■ Exercise details ■
Count the lines of the records that contain the word "abdomen" and reply with only that number.

[Excerpt from a dataset]
= = =

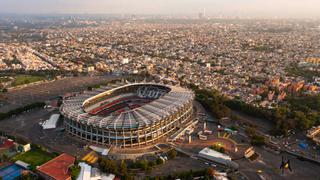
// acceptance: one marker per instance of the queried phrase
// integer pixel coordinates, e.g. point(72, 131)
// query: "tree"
point(172, 154)
point(75, 171)
point(257, 140)
point(123, 168)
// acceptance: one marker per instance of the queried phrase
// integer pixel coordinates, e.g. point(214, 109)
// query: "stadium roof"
point(142, 116)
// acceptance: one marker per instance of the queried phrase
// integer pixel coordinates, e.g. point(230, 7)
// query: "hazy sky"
point(262, 8)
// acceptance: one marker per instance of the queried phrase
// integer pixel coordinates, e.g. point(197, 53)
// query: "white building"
point(218, 157)
point(52, 122)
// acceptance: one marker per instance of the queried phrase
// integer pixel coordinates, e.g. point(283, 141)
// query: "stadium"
point(128, 115)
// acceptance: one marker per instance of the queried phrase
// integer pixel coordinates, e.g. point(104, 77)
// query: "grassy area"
point(35, 157)
point(26, 79)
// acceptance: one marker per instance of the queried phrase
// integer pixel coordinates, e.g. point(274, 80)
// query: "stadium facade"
point(128, 115)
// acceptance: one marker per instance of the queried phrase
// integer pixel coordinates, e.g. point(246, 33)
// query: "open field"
point(26, 79)
point(18, 97)
point(35, 157)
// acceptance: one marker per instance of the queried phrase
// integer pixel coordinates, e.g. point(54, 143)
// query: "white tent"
point(52, 122)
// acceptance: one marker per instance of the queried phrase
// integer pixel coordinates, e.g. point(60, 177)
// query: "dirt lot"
point(26, 126)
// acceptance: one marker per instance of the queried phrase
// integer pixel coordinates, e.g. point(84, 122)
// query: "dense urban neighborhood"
point(135, 97)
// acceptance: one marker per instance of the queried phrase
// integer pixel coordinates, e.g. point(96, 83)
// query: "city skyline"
point(241, 8)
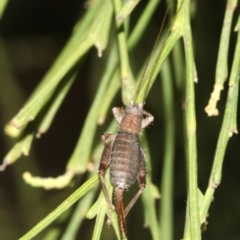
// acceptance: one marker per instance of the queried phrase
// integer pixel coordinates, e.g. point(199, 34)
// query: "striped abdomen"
point(125, 159)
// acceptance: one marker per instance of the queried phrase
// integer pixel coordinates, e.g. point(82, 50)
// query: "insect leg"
point(118, 192)
point(104, 163)
point(148, 120)
point(141, 180)
point(117, 113)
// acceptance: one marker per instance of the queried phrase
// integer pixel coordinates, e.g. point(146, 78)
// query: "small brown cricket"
point(126, 158)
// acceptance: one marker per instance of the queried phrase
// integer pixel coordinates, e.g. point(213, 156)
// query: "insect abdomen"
point(125, 159)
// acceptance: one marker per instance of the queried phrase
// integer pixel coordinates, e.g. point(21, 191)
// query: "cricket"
point(123, 153)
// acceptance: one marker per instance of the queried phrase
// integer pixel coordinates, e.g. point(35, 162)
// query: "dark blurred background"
point(32, 35)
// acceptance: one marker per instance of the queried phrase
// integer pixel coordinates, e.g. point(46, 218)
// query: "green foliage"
point(106, 25)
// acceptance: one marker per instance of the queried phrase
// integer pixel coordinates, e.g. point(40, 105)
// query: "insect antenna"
point(147, 63)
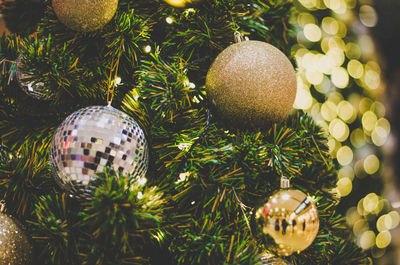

= = =

■ Solution for this task ■
2